● **WHAT IS NEEDED**:
Copy the part of the rows that opens with the line containing "Find the tree" and closes with the line containing "293L278 272L270 255L240", keeping both of those lines but omitting the pictures.

***

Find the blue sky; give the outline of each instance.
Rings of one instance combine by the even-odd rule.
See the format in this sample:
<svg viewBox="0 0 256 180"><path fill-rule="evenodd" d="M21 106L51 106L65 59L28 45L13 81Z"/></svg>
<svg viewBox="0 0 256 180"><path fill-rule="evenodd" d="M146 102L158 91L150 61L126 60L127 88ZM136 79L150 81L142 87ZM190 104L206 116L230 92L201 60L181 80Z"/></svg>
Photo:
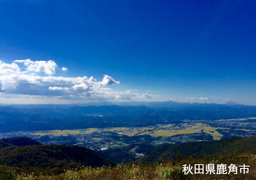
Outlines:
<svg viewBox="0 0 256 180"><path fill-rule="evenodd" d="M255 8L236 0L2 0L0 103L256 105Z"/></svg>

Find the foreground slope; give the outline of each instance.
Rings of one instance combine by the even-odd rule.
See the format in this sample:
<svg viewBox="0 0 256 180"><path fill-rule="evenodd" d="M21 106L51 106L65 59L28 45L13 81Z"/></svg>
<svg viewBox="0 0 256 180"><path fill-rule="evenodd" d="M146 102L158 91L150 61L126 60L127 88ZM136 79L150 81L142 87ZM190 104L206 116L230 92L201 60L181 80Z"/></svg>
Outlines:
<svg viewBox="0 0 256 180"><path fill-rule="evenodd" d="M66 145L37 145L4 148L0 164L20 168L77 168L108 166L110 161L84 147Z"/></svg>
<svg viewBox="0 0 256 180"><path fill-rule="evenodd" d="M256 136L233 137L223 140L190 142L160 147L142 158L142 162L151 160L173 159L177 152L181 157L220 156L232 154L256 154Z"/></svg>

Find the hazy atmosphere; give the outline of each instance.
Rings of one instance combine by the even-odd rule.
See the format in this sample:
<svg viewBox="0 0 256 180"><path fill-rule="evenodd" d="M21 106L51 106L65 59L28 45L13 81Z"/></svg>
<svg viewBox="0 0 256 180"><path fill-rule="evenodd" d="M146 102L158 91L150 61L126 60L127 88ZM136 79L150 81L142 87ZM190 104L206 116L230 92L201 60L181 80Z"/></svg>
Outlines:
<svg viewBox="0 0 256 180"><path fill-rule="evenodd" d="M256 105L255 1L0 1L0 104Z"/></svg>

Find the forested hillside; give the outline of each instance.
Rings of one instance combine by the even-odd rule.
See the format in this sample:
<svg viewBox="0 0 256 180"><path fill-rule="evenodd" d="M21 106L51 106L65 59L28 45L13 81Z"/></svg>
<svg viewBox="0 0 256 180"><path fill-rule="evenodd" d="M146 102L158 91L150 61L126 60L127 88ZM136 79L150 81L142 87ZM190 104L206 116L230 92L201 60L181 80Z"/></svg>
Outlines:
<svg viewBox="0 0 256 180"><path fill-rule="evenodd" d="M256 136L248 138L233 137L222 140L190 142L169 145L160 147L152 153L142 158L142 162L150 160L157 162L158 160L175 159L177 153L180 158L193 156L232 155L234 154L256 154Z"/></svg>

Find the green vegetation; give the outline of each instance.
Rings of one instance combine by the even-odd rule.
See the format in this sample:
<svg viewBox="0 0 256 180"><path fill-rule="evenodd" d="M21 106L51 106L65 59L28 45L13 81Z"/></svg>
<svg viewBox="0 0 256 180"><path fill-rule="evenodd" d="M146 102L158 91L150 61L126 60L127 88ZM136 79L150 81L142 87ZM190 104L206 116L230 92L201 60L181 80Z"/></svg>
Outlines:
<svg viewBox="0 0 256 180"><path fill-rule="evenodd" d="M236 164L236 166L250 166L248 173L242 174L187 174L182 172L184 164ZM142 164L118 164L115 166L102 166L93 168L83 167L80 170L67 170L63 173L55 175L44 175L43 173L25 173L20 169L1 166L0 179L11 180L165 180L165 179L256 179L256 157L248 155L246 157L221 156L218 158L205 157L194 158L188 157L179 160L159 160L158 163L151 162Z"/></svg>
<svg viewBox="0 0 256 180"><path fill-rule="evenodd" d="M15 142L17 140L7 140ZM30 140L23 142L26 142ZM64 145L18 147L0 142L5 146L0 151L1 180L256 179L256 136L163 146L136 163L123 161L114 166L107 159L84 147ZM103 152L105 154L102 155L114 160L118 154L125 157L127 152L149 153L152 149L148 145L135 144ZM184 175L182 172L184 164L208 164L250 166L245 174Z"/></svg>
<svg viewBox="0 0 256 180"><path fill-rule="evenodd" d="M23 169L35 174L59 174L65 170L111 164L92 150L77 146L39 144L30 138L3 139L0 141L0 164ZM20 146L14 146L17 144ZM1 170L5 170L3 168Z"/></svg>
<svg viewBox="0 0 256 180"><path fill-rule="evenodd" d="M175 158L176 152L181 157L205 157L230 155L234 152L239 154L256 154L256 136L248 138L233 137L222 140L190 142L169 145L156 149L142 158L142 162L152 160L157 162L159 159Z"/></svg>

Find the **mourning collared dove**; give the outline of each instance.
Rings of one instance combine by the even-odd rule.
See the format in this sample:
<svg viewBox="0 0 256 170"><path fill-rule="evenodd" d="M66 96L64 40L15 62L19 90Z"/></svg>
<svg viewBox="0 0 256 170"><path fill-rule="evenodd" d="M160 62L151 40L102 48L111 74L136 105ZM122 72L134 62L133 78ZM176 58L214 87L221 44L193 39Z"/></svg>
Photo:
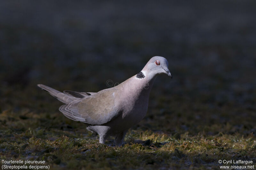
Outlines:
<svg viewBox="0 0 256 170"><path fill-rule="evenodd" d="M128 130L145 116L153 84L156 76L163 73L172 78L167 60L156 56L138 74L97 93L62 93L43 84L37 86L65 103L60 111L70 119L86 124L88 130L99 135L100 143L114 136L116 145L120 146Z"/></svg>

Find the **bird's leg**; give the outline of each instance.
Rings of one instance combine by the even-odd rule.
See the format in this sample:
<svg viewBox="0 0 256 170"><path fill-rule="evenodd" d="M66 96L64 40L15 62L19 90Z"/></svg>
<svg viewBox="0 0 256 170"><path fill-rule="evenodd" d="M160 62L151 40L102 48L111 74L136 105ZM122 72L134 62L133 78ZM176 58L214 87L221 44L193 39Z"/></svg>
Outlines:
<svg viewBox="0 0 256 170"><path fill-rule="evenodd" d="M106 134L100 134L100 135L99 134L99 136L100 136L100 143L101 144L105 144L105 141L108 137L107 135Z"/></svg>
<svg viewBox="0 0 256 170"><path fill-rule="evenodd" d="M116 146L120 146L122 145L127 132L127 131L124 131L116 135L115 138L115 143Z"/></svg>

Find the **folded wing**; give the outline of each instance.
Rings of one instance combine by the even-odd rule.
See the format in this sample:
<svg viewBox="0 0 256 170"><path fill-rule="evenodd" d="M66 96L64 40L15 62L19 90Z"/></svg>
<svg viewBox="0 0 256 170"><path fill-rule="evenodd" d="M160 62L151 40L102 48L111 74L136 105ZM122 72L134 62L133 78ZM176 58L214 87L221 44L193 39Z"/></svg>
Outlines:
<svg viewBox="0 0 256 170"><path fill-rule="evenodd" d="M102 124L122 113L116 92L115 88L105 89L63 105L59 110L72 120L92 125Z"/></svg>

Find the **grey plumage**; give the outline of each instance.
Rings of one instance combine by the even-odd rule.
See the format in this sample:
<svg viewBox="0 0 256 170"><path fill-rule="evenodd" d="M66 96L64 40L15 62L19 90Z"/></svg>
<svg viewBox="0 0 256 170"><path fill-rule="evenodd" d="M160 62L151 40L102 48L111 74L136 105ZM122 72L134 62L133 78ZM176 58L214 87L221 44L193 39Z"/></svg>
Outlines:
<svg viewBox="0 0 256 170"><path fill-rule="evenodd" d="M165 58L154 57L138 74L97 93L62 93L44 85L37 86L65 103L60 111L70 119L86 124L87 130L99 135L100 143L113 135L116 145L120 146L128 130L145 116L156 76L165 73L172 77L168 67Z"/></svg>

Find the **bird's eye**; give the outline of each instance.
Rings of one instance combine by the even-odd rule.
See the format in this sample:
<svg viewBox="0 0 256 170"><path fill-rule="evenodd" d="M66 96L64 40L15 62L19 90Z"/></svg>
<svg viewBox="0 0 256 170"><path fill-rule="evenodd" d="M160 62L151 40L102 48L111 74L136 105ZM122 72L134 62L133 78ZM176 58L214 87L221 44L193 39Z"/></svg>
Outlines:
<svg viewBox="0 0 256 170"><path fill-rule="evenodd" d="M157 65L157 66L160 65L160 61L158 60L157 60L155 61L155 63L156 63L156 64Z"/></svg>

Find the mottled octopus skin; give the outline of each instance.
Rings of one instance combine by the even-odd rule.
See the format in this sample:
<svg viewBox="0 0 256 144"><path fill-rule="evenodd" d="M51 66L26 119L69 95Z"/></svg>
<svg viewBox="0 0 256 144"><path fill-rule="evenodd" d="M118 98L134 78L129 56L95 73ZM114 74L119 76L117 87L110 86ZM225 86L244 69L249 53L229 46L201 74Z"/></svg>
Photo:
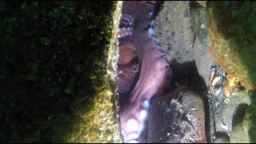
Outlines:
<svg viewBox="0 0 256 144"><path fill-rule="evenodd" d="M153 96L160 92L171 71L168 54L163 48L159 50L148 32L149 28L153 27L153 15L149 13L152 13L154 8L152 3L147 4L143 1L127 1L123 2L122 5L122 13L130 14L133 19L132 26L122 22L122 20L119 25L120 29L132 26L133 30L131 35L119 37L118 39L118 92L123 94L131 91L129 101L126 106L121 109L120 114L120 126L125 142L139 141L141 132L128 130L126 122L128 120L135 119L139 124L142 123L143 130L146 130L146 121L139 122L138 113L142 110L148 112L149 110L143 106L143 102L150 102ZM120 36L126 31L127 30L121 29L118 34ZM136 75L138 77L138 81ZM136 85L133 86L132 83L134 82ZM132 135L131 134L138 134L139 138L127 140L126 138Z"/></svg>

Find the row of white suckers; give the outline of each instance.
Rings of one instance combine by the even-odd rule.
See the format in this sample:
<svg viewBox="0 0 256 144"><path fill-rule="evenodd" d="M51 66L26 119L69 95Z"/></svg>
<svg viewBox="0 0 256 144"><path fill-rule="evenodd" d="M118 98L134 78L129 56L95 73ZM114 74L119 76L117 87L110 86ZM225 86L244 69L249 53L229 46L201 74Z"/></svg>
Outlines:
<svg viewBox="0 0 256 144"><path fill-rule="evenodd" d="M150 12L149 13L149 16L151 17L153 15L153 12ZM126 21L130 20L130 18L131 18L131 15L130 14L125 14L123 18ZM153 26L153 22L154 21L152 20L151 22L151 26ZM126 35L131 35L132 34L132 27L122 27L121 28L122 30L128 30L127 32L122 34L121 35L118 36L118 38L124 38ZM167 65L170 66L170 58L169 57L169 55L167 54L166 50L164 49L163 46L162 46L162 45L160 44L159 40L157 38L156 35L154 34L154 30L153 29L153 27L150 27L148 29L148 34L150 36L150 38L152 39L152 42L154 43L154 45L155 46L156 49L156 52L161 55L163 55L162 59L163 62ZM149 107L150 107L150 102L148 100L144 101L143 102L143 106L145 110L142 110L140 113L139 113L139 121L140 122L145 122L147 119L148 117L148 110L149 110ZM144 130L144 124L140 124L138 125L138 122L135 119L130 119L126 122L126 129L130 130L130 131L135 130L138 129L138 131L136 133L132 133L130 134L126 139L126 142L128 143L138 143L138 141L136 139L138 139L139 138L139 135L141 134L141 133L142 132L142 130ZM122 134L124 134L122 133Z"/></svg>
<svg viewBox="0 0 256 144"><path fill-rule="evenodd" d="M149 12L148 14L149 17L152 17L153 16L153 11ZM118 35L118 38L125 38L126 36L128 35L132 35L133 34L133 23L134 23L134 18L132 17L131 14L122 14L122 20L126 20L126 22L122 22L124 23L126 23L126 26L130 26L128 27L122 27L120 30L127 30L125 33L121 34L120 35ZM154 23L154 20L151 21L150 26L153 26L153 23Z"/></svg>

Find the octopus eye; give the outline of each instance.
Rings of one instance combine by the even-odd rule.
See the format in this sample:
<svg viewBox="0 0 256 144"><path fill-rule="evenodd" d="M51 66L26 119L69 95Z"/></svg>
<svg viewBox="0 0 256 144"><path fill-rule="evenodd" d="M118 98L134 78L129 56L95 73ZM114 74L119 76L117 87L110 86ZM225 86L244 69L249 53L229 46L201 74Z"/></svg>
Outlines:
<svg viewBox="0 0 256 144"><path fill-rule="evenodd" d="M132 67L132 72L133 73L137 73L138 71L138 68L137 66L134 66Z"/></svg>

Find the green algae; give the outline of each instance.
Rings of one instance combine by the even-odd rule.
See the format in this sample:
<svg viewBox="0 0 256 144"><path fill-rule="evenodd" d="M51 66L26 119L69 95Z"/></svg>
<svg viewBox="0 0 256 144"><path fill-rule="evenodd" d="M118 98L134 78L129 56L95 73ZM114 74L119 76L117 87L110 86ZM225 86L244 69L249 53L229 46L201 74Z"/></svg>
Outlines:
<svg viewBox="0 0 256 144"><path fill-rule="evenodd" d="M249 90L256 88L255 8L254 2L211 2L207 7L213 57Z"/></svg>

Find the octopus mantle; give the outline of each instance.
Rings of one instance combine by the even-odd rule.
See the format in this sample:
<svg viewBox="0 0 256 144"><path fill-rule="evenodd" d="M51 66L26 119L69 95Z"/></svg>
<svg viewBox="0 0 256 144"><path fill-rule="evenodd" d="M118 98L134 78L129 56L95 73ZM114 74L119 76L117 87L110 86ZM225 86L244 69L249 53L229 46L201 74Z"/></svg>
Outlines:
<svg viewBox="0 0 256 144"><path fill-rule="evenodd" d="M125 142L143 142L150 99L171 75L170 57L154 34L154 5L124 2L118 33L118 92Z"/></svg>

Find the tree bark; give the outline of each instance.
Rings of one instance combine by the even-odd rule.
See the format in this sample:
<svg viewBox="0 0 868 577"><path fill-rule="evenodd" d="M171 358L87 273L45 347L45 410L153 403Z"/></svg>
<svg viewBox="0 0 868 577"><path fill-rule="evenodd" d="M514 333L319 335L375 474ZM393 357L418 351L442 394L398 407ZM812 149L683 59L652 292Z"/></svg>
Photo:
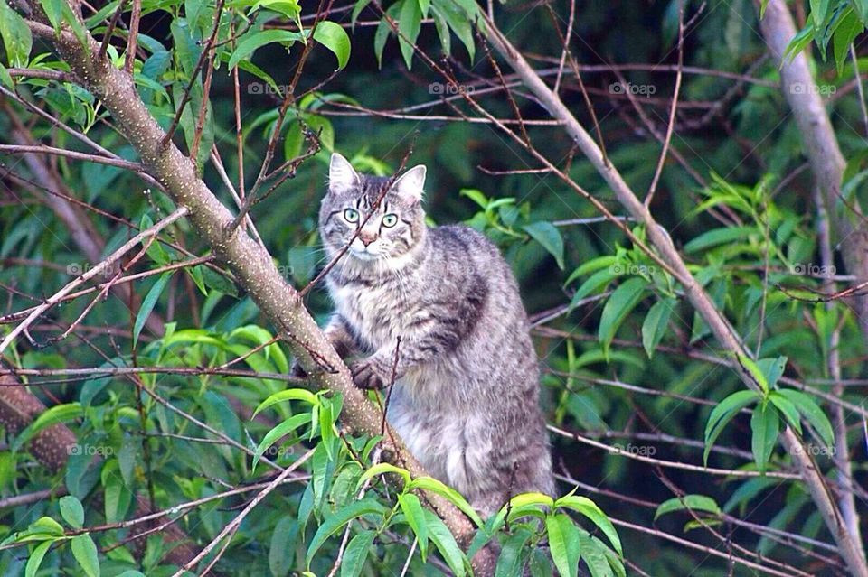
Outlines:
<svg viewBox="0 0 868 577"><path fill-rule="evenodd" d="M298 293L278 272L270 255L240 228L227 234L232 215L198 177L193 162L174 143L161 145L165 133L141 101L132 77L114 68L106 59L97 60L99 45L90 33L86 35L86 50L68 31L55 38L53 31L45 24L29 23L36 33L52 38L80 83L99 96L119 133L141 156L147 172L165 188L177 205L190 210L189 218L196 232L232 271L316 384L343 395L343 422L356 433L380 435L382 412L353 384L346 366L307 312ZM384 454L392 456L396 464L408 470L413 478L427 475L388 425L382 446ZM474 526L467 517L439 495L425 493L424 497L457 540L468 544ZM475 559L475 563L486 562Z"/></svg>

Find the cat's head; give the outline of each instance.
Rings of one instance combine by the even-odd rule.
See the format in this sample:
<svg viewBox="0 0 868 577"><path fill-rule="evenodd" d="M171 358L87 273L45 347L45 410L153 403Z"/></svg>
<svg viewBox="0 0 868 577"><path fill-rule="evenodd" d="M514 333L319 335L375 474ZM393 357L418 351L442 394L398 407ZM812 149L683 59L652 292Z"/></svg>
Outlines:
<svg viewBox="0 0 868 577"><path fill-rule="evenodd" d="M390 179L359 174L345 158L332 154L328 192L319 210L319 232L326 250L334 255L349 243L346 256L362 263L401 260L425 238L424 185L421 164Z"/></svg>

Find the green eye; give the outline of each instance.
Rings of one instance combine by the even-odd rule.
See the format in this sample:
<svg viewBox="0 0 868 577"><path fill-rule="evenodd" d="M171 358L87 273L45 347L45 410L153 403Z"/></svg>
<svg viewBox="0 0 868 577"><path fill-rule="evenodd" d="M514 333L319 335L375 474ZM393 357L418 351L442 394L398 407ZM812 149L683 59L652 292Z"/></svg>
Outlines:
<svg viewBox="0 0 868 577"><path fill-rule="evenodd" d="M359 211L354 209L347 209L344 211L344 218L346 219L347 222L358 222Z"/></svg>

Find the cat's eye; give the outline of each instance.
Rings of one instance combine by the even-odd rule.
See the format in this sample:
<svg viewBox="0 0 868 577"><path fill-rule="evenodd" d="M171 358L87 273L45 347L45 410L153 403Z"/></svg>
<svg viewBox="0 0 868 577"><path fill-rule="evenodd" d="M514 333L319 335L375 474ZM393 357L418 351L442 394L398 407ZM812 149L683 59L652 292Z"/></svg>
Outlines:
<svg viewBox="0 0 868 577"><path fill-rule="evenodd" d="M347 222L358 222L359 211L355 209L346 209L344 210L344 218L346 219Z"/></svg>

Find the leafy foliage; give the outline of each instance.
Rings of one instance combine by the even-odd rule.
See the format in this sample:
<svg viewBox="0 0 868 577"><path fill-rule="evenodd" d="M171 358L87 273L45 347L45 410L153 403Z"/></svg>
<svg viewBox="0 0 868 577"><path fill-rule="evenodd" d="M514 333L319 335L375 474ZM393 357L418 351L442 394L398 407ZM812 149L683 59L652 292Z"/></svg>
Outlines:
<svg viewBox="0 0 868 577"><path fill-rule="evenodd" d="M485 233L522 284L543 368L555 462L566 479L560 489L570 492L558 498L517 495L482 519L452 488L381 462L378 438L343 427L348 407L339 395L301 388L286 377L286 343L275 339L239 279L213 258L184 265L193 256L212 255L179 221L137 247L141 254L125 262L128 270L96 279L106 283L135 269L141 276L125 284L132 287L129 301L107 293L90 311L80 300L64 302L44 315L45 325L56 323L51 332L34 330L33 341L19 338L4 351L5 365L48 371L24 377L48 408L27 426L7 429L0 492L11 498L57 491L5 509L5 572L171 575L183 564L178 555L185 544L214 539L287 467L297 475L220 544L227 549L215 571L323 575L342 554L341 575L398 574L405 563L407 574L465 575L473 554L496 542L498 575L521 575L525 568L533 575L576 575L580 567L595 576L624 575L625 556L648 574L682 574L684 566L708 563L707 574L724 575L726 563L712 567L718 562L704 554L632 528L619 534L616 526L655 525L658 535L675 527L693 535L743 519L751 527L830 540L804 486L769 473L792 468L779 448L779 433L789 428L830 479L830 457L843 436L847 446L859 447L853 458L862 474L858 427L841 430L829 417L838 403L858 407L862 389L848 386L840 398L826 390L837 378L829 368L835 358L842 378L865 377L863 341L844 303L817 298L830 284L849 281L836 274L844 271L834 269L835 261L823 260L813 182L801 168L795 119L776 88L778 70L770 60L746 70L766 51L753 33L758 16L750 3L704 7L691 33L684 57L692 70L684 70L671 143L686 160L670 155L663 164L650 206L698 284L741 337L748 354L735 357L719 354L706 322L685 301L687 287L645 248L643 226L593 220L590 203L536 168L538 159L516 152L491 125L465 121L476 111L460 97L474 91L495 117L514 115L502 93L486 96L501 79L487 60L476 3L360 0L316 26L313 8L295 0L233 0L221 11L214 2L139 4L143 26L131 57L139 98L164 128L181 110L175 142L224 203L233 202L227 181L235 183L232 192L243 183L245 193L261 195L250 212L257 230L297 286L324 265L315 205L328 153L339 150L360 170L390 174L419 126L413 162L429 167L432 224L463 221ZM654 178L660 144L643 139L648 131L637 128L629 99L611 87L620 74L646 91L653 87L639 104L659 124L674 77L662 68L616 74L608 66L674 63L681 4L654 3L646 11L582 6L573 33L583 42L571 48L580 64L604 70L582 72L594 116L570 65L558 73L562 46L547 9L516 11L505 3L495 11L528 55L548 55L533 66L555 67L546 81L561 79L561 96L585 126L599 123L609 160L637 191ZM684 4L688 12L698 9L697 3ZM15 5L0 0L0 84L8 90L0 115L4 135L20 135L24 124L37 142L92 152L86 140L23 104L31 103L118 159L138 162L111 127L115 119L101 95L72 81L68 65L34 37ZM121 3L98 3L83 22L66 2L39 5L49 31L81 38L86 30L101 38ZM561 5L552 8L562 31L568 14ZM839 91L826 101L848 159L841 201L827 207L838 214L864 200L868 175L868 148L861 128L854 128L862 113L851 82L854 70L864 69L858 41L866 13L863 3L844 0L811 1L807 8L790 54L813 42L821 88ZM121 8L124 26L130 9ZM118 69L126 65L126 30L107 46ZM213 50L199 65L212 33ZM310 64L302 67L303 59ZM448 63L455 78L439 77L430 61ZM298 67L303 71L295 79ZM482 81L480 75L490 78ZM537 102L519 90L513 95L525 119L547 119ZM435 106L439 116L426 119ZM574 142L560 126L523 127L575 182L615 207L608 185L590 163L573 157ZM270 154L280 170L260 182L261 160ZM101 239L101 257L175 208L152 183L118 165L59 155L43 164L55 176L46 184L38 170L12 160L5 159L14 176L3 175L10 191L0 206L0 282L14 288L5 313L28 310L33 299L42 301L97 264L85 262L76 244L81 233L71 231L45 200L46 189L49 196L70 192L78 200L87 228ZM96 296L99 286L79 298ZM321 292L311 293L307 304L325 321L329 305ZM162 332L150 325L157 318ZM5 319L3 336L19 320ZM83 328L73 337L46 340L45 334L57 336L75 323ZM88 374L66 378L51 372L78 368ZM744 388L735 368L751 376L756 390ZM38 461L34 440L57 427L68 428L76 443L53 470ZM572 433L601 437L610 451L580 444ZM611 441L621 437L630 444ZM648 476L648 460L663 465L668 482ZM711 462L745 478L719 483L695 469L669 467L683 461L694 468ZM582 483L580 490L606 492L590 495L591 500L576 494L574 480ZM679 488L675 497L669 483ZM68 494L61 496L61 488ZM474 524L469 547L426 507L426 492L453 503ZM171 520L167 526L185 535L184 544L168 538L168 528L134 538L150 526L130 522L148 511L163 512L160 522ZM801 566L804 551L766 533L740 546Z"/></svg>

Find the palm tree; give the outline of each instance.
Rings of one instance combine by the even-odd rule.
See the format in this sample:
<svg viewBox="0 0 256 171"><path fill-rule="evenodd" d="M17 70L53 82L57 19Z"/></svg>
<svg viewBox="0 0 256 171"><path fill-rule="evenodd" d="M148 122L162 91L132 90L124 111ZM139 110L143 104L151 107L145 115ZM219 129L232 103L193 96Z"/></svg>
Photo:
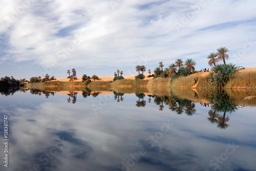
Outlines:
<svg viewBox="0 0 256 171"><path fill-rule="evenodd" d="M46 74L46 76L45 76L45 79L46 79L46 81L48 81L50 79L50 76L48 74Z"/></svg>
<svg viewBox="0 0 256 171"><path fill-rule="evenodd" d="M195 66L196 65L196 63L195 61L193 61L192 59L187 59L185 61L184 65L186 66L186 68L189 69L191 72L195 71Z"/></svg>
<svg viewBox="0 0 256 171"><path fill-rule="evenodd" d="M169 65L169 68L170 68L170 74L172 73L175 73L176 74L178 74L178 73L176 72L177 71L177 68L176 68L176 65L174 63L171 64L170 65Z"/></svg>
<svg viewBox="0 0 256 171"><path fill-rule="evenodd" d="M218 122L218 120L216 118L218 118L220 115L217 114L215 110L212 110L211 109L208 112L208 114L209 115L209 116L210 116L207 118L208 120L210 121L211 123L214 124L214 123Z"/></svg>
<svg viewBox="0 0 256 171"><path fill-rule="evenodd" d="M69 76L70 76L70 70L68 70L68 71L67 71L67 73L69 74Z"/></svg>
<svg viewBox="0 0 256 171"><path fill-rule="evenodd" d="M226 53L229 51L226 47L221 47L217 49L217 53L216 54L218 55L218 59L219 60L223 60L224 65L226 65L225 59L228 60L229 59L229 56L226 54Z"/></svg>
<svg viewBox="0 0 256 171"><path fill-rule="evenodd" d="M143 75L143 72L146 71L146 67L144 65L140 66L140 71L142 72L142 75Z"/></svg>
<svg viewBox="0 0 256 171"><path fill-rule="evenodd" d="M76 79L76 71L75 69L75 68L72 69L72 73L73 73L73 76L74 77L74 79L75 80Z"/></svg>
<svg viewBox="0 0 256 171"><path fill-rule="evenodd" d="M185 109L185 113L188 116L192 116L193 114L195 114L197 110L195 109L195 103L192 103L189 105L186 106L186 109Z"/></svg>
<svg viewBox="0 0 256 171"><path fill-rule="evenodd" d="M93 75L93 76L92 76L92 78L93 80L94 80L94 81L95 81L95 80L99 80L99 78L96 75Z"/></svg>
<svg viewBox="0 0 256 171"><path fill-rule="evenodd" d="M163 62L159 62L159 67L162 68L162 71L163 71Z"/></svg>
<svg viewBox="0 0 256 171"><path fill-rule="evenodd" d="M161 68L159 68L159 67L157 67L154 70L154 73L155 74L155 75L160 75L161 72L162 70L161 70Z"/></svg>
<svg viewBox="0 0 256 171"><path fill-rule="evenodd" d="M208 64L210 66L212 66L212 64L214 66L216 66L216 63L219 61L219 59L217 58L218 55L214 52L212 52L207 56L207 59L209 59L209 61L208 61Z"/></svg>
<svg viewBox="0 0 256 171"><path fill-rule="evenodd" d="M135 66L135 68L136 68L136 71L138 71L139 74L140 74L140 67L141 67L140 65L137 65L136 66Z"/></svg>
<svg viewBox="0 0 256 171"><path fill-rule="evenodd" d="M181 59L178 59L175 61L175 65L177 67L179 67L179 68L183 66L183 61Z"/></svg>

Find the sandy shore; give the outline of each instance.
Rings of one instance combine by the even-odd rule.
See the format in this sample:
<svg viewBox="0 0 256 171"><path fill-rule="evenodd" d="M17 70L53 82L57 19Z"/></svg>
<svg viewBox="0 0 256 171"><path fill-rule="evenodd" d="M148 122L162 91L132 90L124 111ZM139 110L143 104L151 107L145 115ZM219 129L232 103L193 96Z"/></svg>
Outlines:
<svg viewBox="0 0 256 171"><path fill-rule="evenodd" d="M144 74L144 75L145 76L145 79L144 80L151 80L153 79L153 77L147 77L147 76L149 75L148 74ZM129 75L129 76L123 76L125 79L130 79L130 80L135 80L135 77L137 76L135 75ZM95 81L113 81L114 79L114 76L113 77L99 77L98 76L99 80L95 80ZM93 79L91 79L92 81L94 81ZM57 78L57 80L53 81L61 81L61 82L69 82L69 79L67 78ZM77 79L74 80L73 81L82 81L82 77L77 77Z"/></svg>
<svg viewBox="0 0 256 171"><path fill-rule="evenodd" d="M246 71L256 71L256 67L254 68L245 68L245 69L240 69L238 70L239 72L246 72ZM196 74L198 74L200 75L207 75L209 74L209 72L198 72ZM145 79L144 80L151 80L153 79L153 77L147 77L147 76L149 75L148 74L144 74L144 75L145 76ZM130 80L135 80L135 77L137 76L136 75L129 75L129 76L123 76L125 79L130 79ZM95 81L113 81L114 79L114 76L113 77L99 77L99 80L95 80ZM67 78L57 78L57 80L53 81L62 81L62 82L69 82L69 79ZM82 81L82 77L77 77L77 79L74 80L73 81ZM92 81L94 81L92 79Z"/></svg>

***

● **COMPLETED TASK**:
Find the tree bark; give the outline of each instance.
Rings of one instance combine by the even-odd rule.
See the format in this sample:
<svg viewBox="0 0 868 577"><path fill-rule="evenodd" d="M171 358L87 273L45 347L45 410L153 403Z"/></svg>
<svg viewBox="0 0 868 577"><path fill-rule="evenodd" d="M514 333L319 335L375 474ZM393 357L418 351L442 394L398 407ZM812 149L683 59L652 292Z"/></svg>
Photo:
Outlines:
<svg viewBox="0 0 868 577"><path fill-rule="evenodd" d="M298 293L278 272L270 255L240 228L227 234L232 215L198 177L193 162L174 143L161 145L165 133L141 101L132 77L114 68L106 59L97 60L99 45L90 33L86 35L86 50L68 31L55 38L53 31L45 24L29 23L36 33L52 38L80 83L99 96L119 133L141 156L147 172L165 188L177 205L190 210L189 218L196 232L232 271L316 384L343 395L343 422L356 433L380 435L382 412L353 384L346 366L307 312ZM384 454L392 456L396 464L408 470L413 478L427 475L388 425L382 446ZM474 526L467 517L439 495L425 493L424 497L457 540L468 544ZM475 559L475 563L486 562Z"/></svg>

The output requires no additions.